(Point-based annotation items)
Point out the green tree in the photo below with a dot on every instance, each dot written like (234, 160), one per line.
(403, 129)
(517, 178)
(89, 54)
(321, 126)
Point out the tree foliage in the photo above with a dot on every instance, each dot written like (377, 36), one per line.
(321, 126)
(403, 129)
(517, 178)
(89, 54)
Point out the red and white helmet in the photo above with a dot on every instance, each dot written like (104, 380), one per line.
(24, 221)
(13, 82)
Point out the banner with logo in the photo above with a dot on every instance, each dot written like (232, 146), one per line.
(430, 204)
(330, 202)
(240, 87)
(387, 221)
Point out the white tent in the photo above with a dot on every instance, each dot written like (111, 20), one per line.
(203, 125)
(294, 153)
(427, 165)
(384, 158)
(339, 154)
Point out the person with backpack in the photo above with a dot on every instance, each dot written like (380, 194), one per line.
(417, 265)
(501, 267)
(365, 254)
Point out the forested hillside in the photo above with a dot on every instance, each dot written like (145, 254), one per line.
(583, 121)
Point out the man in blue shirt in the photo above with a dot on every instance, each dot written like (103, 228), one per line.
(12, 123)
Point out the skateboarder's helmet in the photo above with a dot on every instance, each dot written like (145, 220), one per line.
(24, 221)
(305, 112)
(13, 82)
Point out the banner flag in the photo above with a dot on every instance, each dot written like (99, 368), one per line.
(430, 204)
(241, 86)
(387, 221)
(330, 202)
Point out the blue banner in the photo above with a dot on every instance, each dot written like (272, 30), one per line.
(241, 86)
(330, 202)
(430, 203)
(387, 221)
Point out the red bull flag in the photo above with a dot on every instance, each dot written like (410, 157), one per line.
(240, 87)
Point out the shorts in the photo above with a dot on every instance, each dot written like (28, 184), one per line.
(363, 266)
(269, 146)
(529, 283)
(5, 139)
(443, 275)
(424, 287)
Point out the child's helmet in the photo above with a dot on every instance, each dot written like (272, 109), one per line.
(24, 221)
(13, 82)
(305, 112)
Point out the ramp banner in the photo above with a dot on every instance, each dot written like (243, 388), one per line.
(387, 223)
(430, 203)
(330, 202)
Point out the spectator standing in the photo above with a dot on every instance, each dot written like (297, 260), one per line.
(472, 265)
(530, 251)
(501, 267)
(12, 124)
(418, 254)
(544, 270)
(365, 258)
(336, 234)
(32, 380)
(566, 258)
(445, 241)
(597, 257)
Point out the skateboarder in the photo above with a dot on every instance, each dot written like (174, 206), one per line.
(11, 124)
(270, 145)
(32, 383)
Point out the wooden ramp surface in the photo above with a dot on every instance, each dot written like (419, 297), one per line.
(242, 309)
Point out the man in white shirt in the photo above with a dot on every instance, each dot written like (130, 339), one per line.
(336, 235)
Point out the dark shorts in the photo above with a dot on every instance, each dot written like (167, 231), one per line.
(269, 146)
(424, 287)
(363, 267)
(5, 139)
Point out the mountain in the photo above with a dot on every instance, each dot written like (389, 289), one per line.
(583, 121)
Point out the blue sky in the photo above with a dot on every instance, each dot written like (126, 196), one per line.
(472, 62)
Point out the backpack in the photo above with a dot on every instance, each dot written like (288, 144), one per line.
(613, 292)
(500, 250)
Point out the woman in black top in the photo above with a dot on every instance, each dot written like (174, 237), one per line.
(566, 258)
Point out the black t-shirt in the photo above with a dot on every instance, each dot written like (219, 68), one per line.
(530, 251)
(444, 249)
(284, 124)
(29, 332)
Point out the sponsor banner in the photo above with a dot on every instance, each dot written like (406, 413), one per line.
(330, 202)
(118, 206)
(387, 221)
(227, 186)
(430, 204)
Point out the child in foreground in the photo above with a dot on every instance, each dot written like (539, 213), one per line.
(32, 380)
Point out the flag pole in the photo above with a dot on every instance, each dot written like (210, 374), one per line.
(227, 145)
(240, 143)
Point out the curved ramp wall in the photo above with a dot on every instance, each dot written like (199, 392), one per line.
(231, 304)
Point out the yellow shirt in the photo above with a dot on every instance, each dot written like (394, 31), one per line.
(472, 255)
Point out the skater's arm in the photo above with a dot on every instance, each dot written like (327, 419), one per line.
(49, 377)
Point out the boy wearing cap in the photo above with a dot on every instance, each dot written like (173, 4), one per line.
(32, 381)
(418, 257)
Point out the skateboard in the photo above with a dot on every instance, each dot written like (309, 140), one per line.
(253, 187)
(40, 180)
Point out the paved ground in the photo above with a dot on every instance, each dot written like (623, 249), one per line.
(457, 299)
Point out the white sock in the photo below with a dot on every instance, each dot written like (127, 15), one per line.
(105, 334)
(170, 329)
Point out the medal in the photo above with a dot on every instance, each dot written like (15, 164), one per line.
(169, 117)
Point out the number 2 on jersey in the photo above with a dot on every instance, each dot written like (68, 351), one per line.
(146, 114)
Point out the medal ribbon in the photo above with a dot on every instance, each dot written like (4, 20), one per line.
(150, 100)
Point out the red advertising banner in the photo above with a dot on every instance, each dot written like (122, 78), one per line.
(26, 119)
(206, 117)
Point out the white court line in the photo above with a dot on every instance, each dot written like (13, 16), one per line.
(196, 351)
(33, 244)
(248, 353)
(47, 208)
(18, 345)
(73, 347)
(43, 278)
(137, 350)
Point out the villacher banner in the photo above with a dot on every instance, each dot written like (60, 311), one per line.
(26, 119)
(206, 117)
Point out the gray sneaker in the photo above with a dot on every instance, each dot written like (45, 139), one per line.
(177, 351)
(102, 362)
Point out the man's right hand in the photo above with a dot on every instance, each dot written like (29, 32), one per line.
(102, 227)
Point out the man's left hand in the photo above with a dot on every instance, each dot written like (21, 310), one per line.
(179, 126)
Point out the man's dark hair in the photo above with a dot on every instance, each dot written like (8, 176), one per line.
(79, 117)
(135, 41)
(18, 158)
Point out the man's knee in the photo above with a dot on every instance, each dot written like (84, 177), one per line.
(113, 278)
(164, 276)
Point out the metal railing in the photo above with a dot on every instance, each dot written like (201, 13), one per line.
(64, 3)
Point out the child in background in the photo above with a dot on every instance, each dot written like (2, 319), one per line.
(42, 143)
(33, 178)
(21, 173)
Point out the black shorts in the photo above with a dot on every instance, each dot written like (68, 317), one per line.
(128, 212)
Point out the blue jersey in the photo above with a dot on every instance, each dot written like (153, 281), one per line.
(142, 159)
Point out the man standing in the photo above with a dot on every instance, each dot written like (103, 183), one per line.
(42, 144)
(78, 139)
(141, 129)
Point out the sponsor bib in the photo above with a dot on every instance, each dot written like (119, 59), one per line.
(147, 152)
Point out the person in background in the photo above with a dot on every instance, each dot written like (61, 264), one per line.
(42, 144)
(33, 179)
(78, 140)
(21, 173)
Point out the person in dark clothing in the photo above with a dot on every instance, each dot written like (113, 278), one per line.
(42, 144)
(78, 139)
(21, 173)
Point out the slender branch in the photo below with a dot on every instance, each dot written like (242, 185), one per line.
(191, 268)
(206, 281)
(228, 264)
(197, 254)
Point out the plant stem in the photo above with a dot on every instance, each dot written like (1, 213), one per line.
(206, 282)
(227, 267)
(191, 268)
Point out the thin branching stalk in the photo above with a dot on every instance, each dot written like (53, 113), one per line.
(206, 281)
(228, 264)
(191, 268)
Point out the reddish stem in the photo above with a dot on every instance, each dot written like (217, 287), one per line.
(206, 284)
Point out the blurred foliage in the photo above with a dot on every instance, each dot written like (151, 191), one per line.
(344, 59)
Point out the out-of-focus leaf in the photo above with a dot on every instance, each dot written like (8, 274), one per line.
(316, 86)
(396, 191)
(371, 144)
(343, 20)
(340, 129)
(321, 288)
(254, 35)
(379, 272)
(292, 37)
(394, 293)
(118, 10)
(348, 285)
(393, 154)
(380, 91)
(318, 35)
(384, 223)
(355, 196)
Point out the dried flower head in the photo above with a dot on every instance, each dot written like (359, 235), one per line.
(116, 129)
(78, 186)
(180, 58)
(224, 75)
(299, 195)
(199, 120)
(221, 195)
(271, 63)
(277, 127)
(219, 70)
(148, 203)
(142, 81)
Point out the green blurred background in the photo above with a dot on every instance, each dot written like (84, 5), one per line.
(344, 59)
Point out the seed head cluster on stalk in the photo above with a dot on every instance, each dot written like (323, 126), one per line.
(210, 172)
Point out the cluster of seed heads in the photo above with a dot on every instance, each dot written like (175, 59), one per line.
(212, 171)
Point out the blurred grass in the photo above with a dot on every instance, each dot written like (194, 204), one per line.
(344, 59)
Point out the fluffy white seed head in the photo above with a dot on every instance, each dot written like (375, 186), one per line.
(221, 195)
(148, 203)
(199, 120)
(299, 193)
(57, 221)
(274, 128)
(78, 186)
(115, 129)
* * *
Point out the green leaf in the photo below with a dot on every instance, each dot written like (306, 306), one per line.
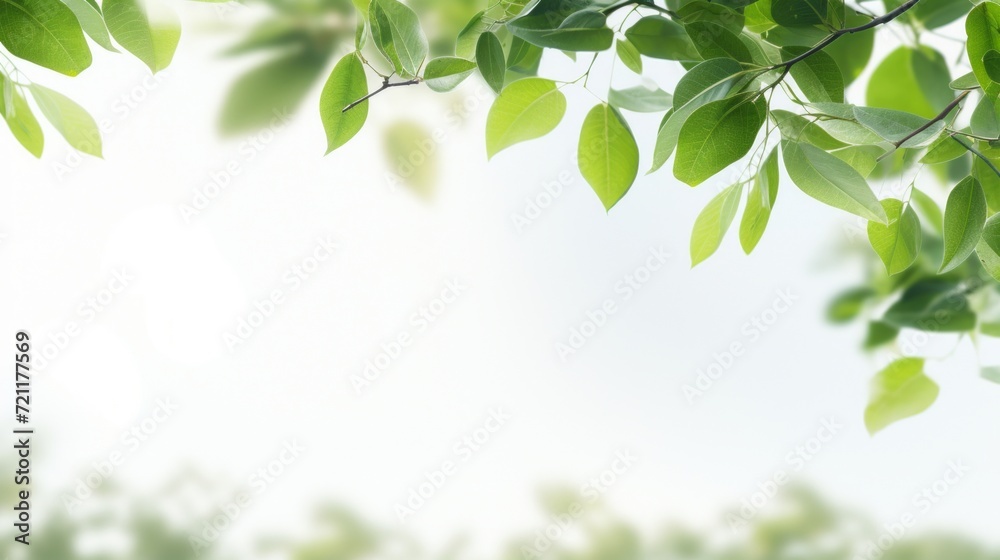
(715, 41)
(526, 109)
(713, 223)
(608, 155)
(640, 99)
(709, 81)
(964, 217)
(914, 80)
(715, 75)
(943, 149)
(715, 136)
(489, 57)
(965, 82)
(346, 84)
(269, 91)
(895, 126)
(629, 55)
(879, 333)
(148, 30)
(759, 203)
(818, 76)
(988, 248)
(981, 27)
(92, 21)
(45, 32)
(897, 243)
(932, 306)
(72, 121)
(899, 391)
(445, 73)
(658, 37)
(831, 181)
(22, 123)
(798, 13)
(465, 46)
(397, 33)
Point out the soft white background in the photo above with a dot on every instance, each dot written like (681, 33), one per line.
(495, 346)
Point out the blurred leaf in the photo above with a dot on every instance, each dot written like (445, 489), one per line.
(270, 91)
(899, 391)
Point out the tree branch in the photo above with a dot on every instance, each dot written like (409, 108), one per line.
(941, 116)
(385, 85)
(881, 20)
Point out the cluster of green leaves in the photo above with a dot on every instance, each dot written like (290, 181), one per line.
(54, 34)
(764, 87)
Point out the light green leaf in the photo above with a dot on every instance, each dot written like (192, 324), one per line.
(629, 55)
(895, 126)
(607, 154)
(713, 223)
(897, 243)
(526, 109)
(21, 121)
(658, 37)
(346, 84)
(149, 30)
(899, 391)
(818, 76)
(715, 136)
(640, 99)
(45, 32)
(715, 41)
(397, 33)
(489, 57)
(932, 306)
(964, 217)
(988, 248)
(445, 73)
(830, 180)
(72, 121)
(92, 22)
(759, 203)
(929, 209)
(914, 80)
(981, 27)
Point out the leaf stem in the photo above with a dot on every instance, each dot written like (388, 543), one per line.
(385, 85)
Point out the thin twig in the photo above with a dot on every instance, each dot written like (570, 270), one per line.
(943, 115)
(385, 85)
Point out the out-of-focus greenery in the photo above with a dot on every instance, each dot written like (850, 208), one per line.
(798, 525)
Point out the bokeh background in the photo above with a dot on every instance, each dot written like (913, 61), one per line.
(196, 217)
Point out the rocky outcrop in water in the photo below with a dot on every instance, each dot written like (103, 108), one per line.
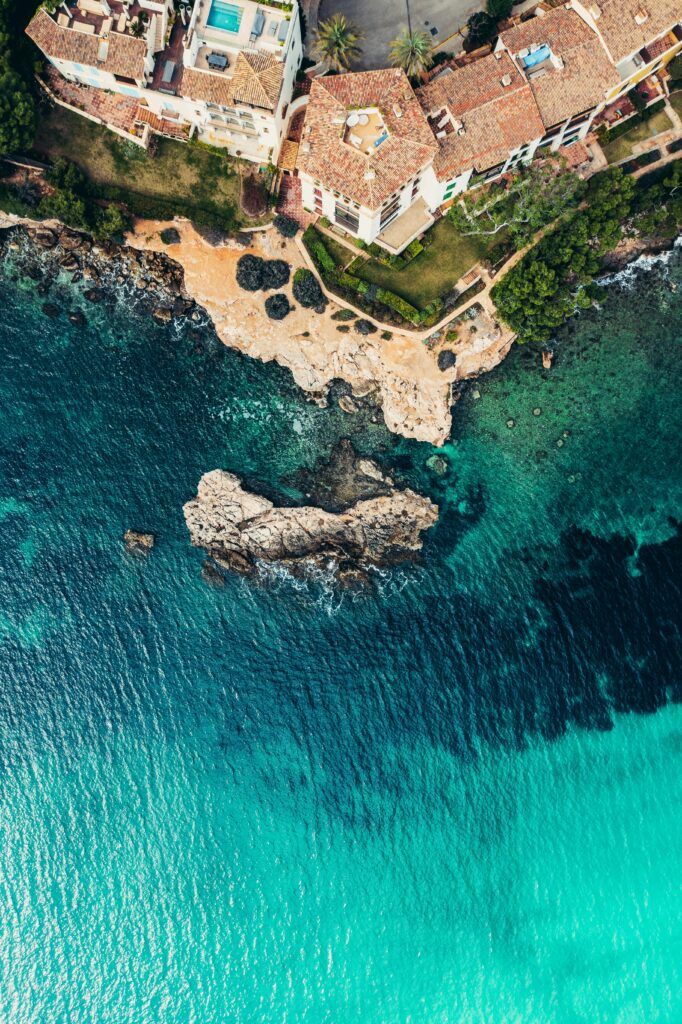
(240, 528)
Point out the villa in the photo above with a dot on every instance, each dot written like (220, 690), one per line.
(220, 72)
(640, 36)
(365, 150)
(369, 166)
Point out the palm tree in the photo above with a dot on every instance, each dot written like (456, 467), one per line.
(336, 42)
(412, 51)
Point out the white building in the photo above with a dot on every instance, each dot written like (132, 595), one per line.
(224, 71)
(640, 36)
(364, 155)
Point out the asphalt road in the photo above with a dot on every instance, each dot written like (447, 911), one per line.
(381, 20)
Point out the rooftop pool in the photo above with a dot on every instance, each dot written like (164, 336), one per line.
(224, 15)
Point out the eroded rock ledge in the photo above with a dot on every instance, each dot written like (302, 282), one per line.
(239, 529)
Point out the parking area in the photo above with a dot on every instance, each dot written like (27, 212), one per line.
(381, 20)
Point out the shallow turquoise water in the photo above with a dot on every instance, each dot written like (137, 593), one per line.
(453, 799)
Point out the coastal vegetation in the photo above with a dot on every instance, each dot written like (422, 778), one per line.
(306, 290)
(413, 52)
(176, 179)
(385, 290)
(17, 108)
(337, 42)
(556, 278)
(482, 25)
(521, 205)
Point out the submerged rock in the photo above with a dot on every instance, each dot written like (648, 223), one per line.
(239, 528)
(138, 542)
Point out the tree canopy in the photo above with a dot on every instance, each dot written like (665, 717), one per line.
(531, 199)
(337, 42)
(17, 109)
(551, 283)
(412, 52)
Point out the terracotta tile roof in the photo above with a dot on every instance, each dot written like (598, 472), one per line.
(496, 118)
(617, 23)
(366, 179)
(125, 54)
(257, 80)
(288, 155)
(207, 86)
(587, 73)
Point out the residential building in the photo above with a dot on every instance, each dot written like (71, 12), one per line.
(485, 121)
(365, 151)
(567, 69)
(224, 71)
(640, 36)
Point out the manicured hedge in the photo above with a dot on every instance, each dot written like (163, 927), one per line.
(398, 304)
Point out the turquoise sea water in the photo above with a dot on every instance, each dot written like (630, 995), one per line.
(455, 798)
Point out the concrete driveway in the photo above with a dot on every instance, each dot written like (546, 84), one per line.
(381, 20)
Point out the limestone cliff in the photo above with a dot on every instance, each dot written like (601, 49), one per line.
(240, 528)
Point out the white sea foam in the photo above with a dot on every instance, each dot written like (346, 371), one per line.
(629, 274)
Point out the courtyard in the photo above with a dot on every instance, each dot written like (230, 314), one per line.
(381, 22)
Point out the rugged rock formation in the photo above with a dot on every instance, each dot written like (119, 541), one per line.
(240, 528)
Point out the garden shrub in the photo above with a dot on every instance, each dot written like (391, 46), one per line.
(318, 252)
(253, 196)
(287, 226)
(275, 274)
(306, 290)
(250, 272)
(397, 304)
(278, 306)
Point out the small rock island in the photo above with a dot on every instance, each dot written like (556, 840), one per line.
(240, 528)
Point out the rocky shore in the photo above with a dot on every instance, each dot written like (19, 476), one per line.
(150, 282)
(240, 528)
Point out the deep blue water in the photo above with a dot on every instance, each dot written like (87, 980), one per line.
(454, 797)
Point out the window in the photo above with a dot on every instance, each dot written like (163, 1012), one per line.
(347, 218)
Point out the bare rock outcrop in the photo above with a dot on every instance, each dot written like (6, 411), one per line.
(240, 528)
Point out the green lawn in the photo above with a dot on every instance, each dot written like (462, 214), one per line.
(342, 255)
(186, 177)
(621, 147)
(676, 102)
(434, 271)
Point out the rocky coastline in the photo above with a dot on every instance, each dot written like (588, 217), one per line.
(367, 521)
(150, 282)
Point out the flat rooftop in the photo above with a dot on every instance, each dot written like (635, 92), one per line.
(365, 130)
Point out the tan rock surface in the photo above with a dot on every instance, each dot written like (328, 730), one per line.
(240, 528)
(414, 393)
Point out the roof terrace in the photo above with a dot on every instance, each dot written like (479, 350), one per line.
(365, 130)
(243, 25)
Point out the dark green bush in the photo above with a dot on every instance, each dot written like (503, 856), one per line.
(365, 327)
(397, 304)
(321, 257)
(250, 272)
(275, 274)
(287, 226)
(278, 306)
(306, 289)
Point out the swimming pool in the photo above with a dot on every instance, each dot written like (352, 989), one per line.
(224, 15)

■ **What is required**
Pick out every line of the items above that contains the word "medal", matching case exactly, and copy each of those lines.

■ **Output of the exercise**
Point out the medal in the photo above with a dot on every instance, each dot written like (15, 164), one per line.
Point out the medal ribbon in the photo above with a dot on every instance, each dot written like (4, 20), one per line.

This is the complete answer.